##### Record excerpts #####

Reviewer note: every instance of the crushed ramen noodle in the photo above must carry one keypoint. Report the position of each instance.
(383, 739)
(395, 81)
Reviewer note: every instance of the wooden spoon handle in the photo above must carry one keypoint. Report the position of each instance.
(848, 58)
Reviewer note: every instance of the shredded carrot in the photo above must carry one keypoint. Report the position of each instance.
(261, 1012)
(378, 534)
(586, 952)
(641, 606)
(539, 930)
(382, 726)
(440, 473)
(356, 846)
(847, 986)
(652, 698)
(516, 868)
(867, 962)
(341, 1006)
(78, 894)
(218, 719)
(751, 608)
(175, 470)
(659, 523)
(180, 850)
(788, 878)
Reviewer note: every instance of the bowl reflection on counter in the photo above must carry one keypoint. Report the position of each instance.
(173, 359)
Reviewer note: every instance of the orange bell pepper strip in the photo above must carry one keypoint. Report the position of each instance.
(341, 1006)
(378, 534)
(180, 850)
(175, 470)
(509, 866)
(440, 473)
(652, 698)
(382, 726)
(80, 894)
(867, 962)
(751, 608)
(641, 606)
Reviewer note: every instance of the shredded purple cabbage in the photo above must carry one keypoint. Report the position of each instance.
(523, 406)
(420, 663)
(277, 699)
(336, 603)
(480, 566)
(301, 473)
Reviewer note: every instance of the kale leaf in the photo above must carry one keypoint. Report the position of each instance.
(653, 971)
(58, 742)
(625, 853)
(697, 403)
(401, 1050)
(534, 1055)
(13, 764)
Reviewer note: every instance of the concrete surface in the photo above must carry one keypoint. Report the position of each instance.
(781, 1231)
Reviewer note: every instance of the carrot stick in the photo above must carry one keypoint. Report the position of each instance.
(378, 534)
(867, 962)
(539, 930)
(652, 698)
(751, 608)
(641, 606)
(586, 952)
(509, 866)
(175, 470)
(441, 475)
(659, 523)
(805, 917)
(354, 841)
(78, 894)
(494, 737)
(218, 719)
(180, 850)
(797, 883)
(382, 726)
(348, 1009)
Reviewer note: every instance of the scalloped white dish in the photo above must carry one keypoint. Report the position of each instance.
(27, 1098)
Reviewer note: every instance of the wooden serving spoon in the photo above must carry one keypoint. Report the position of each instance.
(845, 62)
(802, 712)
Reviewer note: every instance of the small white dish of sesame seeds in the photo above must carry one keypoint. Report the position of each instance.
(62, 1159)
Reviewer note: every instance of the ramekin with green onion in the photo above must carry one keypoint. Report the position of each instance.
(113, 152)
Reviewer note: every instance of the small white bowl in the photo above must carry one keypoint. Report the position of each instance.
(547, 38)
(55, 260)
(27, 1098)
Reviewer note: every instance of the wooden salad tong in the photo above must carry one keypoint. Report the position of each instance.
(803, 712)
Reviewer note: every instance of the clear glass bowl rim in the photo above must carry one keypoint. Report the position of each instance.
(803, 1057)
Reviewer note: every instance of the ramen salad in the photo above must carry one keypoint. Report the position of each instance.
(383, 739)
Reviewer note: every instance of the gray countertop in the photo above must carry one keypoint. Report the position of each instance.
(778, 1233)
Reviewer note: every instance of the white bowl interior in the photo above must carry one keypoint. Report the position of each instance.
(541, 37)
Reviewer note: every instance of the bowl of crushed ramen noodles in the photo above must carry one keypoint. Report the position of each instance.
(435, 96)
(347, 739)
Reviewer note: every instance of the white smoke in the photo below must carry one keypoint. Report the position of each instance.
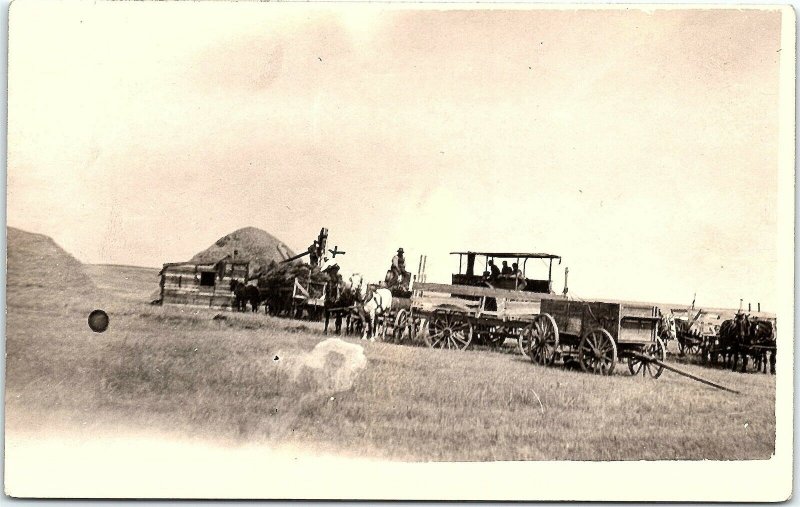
(332, 366)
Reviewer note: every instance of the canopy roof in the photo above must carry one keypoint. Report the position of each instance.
(511, 255)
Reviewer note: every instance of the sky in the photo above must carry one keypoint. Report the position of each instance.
(641, 146)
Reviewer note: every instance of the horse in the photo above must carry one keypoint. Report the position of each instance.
(371, 302)
(245, 293)
(762, 337)
(339, 298)
(734, 341)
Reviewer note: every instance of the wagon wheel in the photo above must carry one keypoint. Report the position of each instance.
(543, 340)
(524, 340)
(445, 331)
(681, 346)
(656, 350)
(695, 346)
(402, 330)
(597, 352)
(419, 329)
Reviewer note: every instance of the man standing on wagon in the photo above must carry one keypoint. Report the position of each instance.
(399, 269)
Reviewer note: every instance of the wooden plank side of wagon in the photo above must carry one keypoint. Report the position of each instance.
(468, 290)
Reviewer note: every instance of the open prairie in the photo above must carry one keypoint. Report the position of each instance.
(230, 379)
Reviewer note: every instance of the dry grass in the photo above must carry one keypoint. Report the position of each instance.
(178, 369)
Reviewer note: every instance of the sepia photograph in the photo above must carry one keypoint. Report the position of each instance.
(412, 251)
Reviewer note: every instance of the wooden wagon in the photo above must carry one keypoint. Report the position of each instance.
(454, 316)
(597, 334)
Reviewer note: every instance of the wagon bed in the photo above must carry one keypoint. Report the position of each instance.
(597, 334)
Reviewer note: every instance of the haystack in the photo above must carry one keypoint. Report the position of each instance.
(258, 247)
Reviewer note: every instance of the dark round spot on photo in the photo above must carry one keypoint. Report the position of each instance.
(98, 321)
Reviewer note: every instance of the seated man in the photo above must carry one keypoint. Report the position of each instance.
(519, 277)
(495, 271)
(400, 277)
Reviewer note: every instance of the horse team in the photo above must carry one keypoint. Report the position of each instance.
(737, 341)
(354, 301)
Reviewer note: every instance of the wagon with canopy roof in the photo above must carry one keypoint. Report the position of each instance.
(478, 307)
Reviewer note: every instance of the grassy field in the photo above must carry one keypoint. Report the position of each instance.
(180, 370)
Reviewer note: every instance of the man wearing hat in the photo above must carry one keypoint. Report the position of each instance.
(399, 268)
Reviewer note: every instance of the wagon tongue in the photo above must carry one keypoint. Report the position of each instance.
(655, 361)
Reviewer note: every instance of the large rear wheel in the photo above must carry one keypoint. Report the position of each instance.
(543, 334)
(448, 331)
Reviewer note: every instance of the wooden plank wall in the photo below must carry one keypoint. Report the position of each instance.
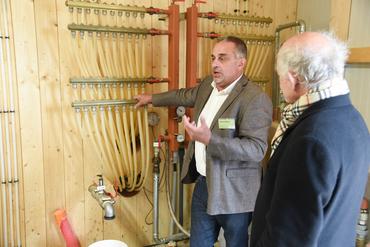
(58, 162)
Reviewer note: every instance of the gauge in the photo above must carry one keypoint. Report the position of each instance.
(180, 111)
(153, 118)
(180, 138)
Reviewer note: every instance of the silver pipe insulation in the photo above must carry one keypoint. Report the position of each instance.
(174, 193)
(275, 84)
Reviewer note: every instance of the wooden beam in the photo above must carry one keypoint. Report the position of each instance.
(359, 55)
(340, 17)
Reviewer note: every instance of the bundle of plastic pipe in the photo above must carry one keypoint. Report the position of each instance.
(120, 133)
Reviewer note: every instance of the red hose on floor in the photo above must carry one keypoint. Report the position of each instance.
(66, 229)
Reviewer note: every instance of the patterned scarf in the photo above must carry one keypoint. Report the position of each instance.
(292, 111)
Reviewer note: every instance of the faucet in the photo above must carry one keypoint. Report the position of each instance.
(104, 199)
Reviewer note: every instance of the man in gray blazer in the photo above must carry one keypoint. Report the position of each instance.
(229, 133)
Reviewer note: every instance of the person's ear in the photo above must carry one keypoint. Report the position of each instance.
(293, 78)
(242, 62)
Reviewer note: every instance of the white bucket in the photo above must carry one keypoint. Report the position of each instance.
(108, 243)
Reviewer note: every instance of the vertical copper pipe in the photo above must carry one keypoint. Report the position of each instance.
(191, 51)
(173, 70)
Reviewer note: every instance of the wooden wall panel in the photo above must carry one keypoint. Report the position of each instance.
(50, 99)
(30, 122)
(72, 141)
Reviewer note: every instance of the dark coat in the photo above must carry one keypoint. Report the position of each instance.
(312, 190)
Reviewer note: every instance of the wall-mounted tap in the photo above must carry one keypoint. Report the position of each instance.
(103, 198)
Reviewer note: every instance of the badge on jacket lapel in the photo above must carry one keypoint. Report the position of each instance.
(226, 123)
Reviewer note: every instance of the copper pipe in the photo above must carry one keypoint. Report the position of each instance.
(213, 15)
(116, 7)
(173, 70)
(191, 45)
(105, 29)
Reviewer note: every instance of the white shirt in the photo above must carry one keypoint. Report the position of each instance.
(215, 100)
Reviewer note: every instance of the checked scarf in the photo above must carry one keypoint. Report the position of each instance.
(292, 111)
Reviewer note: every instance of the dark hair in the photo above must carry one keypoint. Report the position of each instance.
(241, 47)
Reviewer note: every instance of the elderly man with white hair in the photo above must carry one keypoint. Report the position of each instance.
(316, 175)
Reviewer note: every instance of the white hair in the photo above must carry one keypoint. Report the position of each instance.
(312, 63)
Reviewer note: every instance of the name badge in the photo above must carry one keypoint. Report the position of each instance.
(226, 123)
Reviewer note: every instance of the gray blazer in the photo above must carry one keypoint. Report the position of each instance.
(233, 155)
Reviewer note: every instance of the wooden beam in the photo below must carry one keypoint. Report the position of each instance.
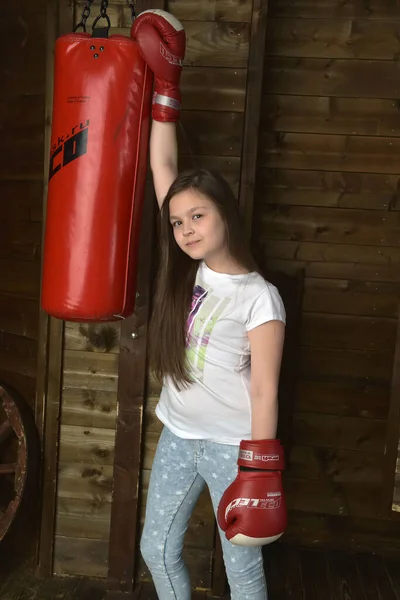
(252, 112)
(131, 396)
(51, 331)
(392, 434)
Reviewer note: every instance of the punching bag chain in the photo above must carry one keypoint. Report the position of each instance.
(102, 32)
(85, 16)
(131, 5)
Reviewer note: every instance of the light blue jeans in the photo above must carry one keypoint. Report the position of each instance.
(181, 469)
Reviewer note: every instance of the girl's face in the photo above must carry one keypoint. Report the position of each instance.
(197, 225)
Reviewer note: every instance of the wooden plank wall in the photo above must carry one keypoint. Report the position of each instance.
(23, 51)
(327, 200)
(214, 88)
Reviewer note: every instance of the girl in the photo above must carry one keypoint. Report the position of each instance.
(213, 315)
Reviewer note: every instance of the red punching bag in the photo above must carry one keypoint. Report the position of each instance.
(98, 160)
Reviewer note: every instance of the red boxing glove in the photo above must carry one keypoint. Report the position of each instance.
(162, 43)
(252, 511)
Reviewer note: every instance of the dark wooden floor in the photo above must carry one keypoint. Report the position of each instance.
(293, 574)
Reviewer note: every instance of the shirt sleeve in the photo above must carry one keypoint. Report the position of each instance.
(267, 306)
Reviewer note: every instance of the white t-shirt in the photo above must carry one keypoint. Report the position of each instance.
(217, 406)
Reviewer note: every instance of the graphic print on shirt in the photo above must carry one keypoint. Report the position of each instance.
(205, 310)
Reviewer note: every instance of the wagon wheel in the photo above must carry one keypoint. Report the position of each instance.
(18, 455)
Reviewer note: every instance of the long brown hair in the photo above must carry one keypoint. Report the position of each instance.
(177, 273)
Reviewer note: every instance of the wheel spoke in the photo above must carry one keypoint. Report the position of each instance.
(8, 469)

#####

Please quote the records above exactly, beginning at the line that contains "beam in the photo below" and ending at their last line. Leave the pictures out.

• **Exercise solution**
Reviewer note: every instance of the wooden beam in the photo below must carry one keypoint. Report the position of each instance.
(252, 112)
(131, 396)
(51, 331)
(392, 434)
Reviewer note: every instance of the punching bag chain in the photo above must carry one keypoint. Report the position of each instance.
(102, 32)
(85, 16)
(131, 5)
Reviewer note: every instance of the light blue jeans in the photo above must carry one keypoint. Report the position of each instance.
(181, 469)
Reviewer note: every instance of the girl's face in the photo above must carry one keypoint. Report the position of each instance.
(197, 225)
Reviewer note: every instance of the wooden plank wall in the photo above must carry one keypoint. Report the position of each instance.
(23, 51)
(327, 200)
(214, 88)
Reviewer note: every instance of the girl in the photo above must carry one keypoint. Report the position of each instance.
(213, 315)
Reviewer note: every instance of the red punching bag in the photo above must carry one keypoint. Report the position of each instance.
(98, 160)
Reviewer note: every instance of the red boxing glove in the photo above must carry one keypoint. Report the position of each instance.
(162, 43)
(252, 511)
Reviewer note: every instance of the dark wooden floor in the photo above must carry one keypoint. Report the position of each instance.
(293, 574)
Reviewer note: every instance of the shirt sleeve in the photo above must carry one keypoint. Report the position of each instance.
(267, 306)
Reviewer note: every instance of the white t-shirt in the photo above must carry one keypoint. Report the position of each instance.
(217, 406)
Reviewer note: every instance of the graphic print on shirt in the photo above must carry one keypoint. Report the position of each instance.
(205, 310)
Reviewer note: every instance of the wagon wheel in the photo above must carry one keypoint. Report the position of each instance.
(18, 455)
Reviewer note: every instance of the long brown hair in the photo above must carry one keypoint. Report the position of each instance.
(177, 273)
Reviewer note: every instance of the wheel spoke in the photo above must carry one keypoint. Report the position of each instance.
(8, 469)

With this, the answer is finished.